◆ What needs to be done: Convert every line of the rows below into a JSON list of strings, one string per line, and skip any blank lines. Leave the picture out of the list.
□ □ □
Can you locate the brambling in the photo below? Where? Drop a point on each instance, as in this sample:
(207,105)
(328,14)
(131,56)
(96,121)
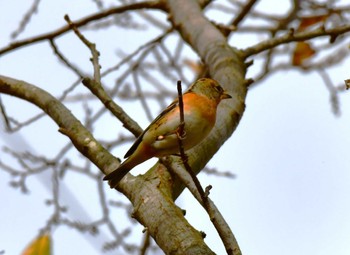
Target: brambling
(160,138)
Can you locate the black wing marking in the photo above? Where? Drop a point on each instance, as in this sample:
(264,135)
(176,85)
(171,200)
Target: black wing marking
(173,105)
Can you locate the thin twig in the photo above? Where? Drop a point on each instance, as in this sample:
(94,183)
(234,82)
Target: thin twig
(294,37)
(91,46)
(82,22)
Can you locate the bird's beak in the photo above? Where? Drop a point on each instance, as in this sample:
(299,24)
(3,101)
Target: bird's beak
(225,95)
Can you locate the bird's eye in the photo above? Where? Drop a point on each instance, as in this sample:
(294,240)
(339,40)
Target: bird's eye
(219,89)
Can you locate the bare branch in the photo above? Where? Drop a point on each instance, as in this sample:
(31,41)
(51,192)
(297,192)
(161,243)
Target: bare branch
(294,37)
(82,22)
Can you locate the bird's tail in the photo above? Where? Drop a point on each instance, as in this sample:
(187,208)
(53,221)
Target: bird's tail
(114,177)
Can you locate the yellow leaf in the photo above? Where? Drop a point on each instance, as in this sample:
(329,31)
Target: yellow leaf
(302,51)
(40,246)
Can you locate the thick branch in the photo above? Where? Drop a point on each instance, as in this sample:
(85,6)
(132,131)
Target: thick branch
(151,196)
(68,124)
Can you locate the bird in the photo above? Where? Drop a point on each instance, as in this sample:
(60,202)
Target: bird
(160,138)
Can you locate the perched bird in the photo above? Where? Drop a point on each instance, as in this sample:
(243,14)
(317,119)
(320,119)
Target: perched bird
(160,138)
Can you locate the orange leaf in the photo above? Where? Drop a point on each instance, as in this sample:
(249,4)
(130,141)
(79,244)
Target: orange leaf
(312,20)
(302,51)
(40,246)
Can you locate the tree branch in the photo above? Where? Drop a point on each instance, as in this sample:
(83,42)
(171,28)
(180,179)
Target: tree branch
(82,22)
(68,124)
(295,37)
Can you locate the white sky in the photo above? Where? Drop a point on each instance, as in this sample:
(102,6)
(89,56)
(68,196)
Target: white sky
(290,155)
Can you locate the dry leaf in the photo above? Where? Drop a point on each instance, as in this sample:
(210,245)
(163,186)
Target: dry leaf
(302,51)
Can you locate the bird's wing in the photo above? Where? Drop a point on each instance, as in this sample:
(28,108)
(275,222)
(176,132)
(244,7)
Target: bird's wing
(160,116)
□ □ □
◆ Exercise response:
[
  "Can you locate the brambling in the photo below? Where? Drop a point on each instance, as in this sample:",
  "(207,105)",
  "(328,14)",
  "(131,56)",
  "(96,121)",
  "Target: brambling",
  "(160,138)",
  "Can you locate the black wing marking in the photo above? Where? Drop a point on each instance, as in this sample:",
  "(264,135)",
  "(176,85)",
  "(171,200)",
  "Target: black wing marking",
  "(173,105)",
  "Can you locate the thin twig in the photo above? Where? Drop a point on each instance, as in this sample:",
  "(94,183)",
  "(234,82)",
  "Target: thin twig",
  "(294,37)",
  "(91,46)",
  "(82,22)",
  "Can you locate the bird's beak in the photo above? Where? Drop a point on each instance, as in this sample:",
  "(299,24)",
  "(3,101)",
  "Target: bird's beak",
  "(225,95)",
  "Can you locate the bird's eye in the photo above? Where? Drop a point on each instance, as in this sample:",
  "(294,240)",
  "(339,40)",
  "Target: bird's eye",
  "(219,89)",
  "Can you locate the bare branch in the photo above? Where? Drop a point on each instance, as in this sample:",
  "(31,41)",
  "(51,192)",
  "(297,192)",
  "(161,243)",
  "Target: bare branch",
  "(294,37)",
  "(82,22)",
  "Can you locate the bird's tail in the photo above? Where? Drop a point on each instance, as in this sample:",
  "(187,208)",
  "(53,221)",
  "Target: bird's tail",
  "(114,177)",
  "Can you locate the yellow leaf in the photo above? Where? Drop a point on each instance, as in this sample:",
  "(329,31)",
  "Target: yellow leaf",
  "(302,51)",
  "(40,246)",
  "Can you locate the thick branch in the photo above? Where? Drop a point on each instance, as in this sample:",
  "(85,6)",
  "(132,131)",
  "Target: thick branch",
  "(151,196)",
  "(68,124)",
  "Can you locate the bird in the photo above? Where? Drop a point on each instance, as in this sample:",
  "(60,202)",
  "Target: bird",
  "(160,138)",
  "Can you locate the perched bird in the photo above? Where? Drop a point on each instance, as in this sample:",
  "(243,14)",
  "(317,119)",
  "(320,119)",
  "Target: perched bird",
  "(160,138)",
  "Can you locate the orange leaf in the photo above? Where? Drop a point on each instance, as in this sample:",
  "(249,4)",
  "(130,141)",
  "(79,244)",
  "Target: orange leaf",
  "(312,20)",
  "(302,51)",
  "(40,246)",
  "Can you locate the tree branch in the photo above? Where? Drop a point on each instance, as in this sample:",
  "(83,42)",
  "(171,28)",
  "(180,179)",
  "Target: tree branch",
  "(82,22)",
  "(68,124)",
  "(295,37)",
  "Can you locate the white sky in the photo above? Where? Drop a point on each instance, as in this sample:",
  "(102,6)",
  "(89,56)",
  "(68,196)",
  "Target: white sky",
  "(290,155)",
  "Can you locate the dry leaf in the photo above? Where? Drop a point on each instance, as in this sample:",
  "(210,245)",
  "(163,186)",
  "Target: dry leaf",
  "(302,51)",
  "Can you locate the bird's wing in the photo above? Where? Drop a point on each instance, as in this sample:",
  "(28,108)",
  "(275,222)",
  "(176,132)",
  "(244,7)",
  "Target: bird's wing",
  "(160,116)"
]